▸ REQUIRED ACTION:
Copy each line of the records below that mentions the word "jacket".

▸ STORED DATA:

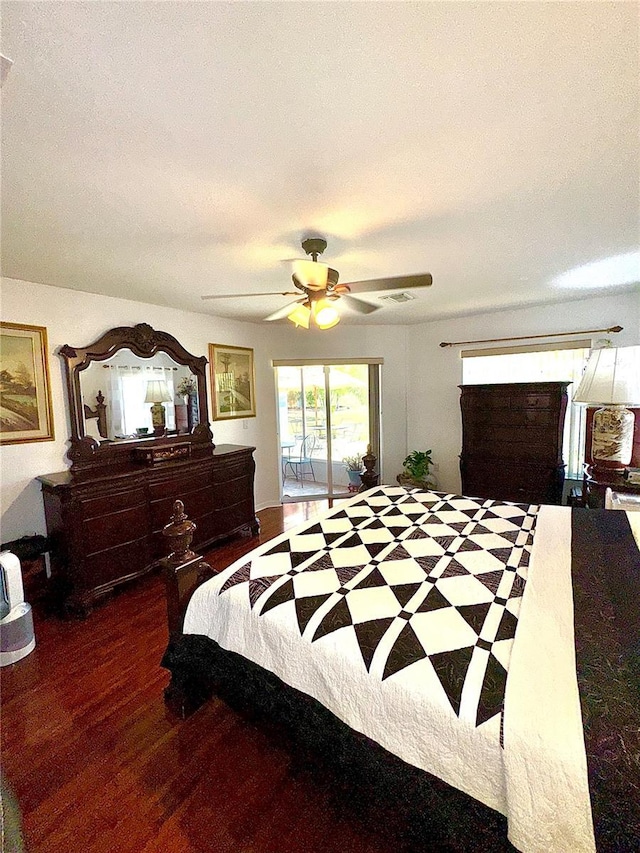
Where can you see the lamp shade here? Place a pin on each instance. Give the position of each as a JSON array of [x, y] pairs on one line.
[[611, 378], [325, 314], [157, 392], [300, 315]]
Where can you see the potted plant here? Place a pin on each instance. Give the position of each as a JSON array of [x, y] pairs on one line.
[[416, 470], [353, 465]]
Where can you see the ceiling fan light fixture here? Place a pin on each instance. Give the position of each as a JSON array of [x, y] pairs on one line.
[[325, 314], [300, 315], [311, 274]]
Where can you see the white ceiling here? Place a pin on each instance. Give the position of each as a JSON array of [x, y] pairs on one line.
[[159, 151]]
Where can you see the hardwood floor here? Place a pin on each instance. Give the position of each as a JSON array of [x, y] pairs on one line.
[[98, 764]]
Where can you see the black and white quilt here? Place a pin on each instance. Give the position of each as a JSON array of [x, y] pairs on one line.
[[398, 611]]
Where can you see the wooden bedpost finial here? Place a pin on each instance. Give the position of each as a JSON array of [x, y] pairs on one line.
[[179, 532]]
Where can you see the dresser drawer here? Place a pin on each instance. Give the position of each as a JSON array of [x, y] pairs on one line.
[[111, 501], [110, 529]]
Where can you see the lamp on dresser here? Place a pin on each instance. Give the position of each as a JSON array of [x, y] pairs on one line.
[[611, 380], [157, 393]]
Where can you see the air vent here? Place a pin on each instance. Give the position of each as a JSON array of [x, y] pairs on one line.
[[398, 297]]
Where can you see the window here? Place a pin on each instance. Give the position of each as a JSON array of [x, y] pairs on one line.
[[538, 363]]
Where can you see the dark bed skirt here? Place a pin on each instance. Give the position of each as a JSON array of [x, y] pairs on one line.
[[420, 812]]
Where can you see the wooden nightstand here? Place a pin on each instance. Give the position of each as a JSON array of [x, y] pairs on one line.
[[595, 485], [619, 500]]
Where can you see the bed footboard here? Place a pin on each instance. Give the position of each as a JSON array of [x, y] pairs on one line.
[[184, 571]]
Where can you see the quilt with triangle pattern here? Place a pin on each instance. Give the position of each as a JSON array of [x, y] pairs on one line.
[[410, 576], [396, 610]]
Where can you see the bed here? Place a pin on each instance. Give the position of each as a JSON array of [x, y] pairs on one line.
[[476, 658]]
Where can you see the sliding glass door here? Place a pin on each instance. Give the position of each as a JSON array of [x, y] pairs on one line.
[[327, 416]]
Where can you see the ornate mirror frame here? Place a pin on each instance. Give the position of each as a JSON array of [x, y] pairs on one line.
[[144, 341]]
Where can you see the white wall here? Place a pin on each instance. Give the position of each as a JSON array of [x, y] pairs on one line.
[[78, 319], [75, 318], [434, 372]]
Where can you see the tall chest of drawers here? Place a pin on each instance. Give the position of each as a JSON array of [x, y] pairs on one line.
[[512, 441], [107, 529]]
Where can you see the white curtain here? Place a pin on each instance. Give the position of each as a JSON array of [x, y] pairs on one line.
[[562, 365], [126, 390]]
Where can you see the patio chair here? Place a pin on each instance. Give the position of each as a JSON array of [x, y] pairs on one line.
[[303, 463]]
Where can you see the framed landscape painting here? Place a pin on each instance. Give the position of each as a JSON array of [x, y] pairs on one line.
[[232, 382], [25, 393]]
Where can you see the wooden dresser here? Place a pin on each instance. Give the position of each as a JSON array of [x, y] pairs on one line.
[[512, 441], [105, 526]]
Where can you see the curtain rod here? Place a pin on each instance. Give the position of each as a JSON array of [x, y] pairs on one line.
[[530, 337]]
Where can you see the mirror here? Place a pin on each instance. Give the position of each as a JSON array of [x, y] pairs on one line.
[[133, 385], [114, 396]]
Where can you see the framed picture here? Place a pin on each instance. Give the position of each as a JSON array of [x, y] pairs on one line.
[[233, 382], [25, 392]]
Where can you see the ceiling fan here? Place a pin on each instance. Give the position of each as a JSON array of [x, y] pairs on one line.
[[318, 289]]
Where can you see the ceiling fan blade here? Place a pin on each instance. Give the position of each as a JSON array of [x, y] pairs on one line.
[[358, 305], [284, 311], [237, 295], [312, 274], [399, 282]]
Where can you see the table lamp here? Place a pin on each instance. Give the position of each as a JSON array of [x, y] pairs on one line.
[[157, 393], [611, 380]]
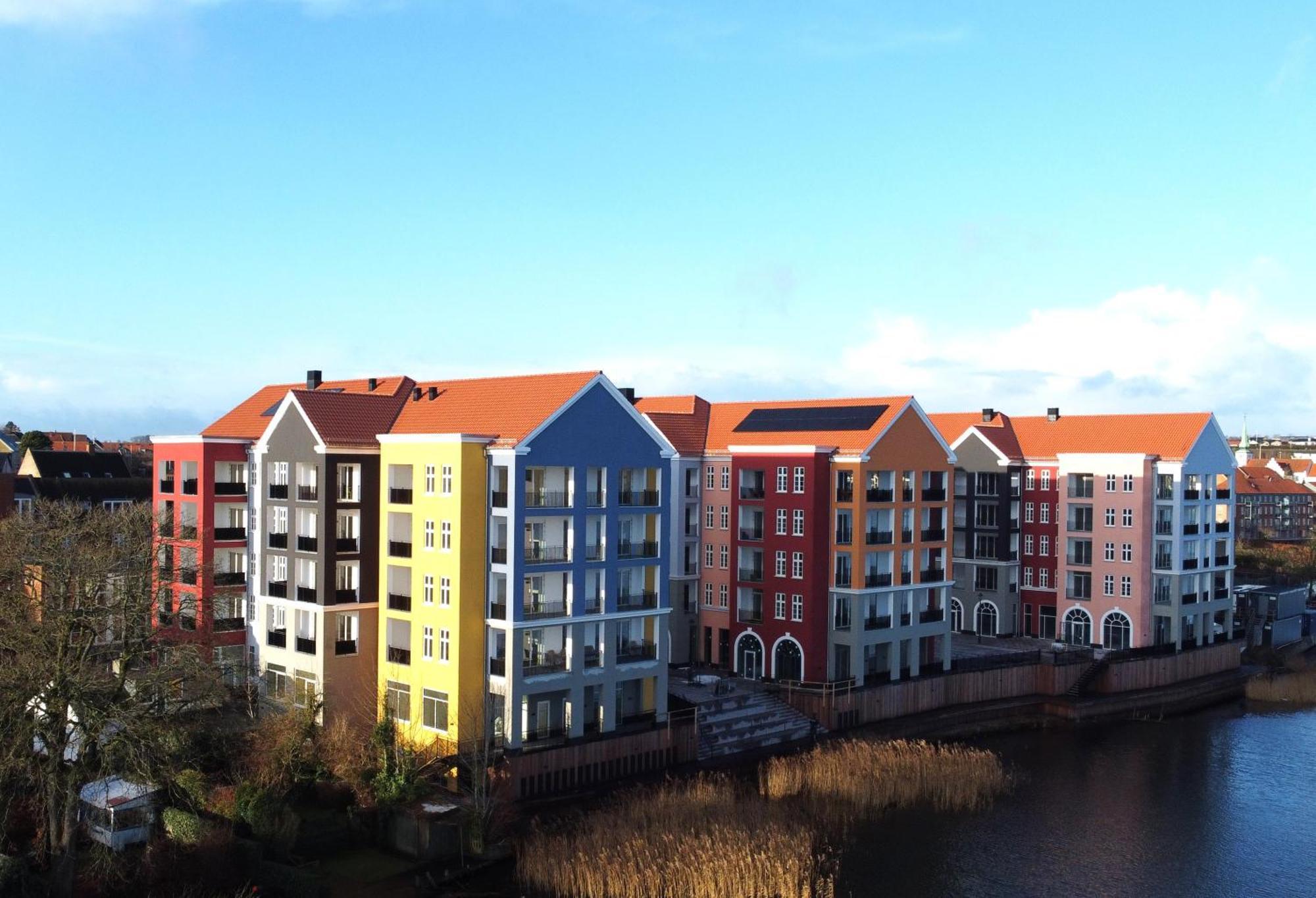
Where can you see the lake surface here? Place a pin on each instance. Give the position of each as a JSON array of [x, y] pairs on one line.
[[1222, 803]]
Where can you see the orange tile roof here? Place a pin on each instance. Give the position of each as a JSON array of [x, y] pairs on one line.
[[248, 421], [1257, 480], [506, 409], [1167, 436]]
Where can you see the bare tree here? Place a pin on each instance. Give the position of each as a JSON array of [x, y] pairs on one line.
[[86, 687]]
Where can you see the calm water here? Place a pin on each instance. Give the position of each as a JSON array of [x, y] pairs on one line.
[[1215, 804]]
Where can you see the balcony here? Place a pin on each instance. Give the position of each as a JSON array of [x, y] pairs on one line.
[[543, 554], [638, 601], [536, 610], [636, 652]]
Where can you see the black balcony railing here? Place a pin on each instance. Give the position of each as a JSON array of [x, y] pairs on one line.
[[545, 554]]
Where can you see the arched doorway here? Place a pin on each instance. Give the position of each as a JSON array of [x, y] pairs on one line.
[[1117, 631], [788, 660], [749, 656], [1078, 627]]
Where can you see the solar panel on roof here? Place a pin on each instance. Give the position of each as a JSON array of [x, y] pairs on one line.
[[811, 418]]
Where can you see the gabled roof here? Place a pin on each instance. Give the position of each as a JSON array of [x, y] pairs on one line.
[[249, 419], [506, 409], [1259, 480], [352, 419], [1165, 436]]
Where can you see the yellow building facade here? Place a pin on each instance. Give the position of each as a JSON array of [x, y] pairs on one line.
[[434, 579]]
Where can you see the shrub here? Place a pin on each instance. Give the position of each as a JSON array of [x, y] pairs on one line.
[[182, 826]]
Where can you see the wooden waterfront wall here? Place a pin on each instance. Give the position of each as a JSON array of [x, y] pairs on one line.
[[586, 764]]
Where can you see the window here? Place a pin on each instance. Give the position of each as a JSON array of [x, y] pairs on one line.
[[435, 710], [398, 701]]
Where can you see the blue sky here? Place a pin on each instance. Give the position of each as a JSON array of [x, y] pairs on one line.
[[985, 205]]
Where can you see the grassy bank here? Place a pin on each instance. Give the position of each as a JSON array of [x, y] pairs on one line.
[[715, 837]]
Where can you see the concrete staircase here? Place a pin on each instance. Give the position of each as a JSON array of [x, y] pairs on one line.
[[748, 722]]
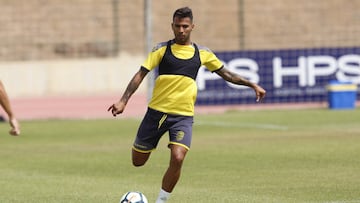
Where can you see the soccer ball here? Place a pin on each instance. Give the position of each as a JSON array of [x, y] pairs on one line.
[[133, 197]]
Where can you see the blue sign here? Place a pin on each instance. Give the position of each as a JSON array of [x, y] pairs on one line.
[[296, 75]]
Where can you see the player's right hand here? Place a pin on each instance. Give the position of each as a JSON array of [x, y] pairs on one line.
[[15, 127], [117, 108]]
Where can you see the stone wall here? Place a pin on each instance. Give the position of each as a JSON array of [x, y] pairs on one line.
[[56, 29]]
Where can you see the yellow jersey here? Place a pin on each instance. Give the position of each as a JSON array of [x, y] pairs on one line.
[[175, 87]]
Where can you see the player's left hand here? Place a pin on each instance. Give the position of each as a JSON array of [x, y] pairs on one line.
[[260, 93]]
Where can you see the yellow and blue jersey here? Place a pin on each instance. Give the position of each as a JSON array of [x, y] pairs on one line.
[[175, 88]]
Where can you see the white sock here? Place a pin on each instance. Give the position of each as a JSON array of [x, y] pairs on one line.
[[163, 196]]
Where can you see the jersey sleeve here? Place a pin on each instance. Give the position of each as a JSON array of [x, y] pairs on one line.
[[154, 57], [210, 60]]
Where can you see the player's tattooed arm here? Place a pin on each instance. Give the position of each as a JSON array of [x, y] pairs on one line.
[[133, 85], [237, 79]]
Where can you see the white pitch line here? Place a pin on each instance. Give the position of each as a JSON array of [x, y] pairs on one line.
[[241, 125]]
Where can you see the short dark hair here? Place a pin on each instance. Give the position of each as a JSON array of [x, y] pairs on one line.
[[183, 12]]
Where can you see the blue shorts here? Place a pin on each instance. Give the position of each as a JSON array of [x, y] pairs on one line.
[[156, 123]]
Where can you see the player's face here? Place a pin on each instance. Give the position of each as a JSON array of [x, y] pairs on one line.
[[182, 28]]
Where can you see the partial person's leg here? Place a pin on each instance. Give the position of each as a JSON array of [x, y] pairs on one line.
[[173, 172], [139, 158]]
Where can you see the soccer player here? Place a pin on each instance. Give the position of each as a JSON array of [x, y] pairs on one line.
[[171, 107], [5, 103]]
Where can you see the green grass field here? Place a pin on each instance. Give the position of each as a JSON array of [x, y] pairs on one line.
[[241, 156]]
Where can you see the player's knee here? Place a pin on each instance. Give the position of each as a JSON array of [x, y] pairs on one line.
[[138, 163]]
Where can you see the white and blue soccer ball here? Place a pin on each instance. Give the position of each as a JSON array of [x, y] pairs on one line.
[[133, 197]]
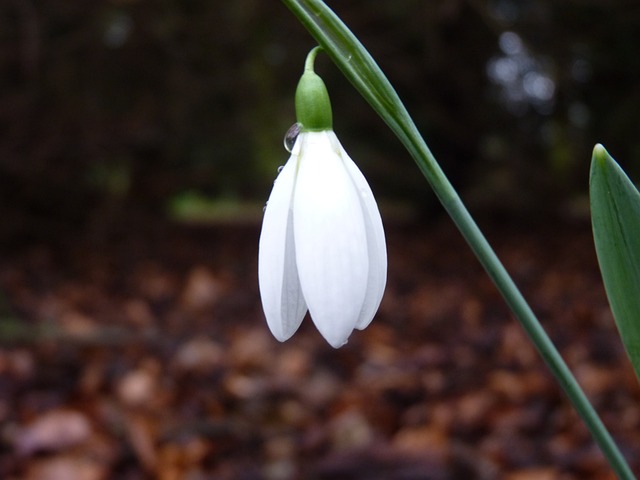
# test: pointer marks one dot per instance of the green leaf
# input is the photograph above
(615, 214)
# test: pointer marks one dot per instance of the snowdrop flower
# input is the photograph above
(322, 244)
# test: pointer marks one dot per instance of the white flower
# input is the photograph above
(322, 244)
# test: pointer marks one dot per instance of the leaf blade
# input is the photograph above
(615, 216)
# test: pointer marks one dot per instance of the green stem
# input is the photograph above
(362, 71)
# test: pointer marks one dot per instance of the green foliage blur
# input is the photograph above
(115, 108)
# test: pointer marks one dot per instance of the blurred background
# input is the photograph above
(132, 107)
(138, 143)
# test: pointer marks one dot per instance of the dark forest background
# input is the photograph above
(125, 108)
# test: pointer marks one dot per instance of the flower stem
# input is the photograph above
(362, 71)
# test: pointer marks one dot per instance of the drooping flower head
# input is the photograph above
(322, 244)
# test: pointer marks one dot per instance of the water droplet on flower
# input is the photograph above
(291, 136)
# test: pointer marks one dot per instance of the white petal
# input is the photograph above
(330, 238)
(282, 301)
(376, 244)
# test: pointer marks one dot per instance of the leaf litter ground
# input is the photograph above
(147, 356)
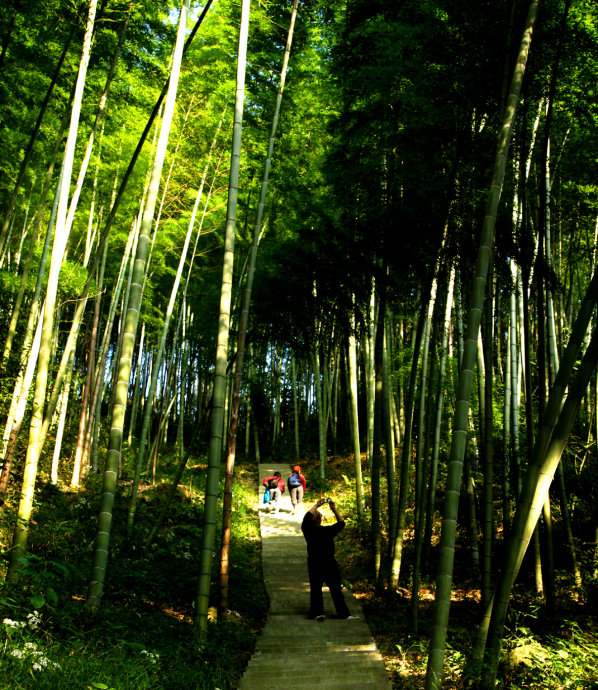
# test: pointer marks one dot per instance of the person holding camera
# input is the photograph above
(321, 562)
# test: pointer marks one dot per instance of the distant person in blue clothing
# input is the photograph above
(321, 563)
(275, 484)
(296, 484)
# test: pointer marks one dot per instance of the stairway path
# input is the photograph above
(293, 651)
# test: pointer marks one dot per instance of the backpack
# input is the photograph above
(294, 480)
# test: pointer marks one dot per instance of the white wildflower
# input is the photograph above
(154, 657)
(34, 620)
(13, 624)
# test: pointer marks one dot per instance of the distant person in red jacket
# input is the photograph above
(276, 486)
(296, 483)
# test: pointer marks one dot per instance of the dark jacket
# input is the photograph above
(320, 538)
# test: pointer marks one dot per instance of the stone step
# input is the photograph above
(296, 652)
(287, 679)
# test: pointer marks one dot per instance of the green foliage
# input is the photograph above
(143, 636)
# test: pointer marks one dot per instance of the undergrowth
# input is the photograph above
(144, 635)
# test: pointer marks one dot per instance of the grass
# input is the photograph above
(143, 637)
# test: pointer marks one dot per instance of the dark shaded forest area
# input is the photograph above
(356, 234)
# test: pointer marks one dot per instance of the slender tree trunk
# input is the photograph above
(234, 416)
(448, 534)
(217, 407)
(28, 151)
(60, 240)
(96, 586)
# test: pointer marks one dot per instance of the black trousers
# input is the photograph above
(319, 575)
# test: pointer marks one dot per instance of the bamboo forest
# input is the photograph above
(359, 236)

▸ YOUR SOLUTION:
# test: pointer marks one dot per instance of the distant person in red jacket
# test: pointer marks one dot per instance of the dark jacket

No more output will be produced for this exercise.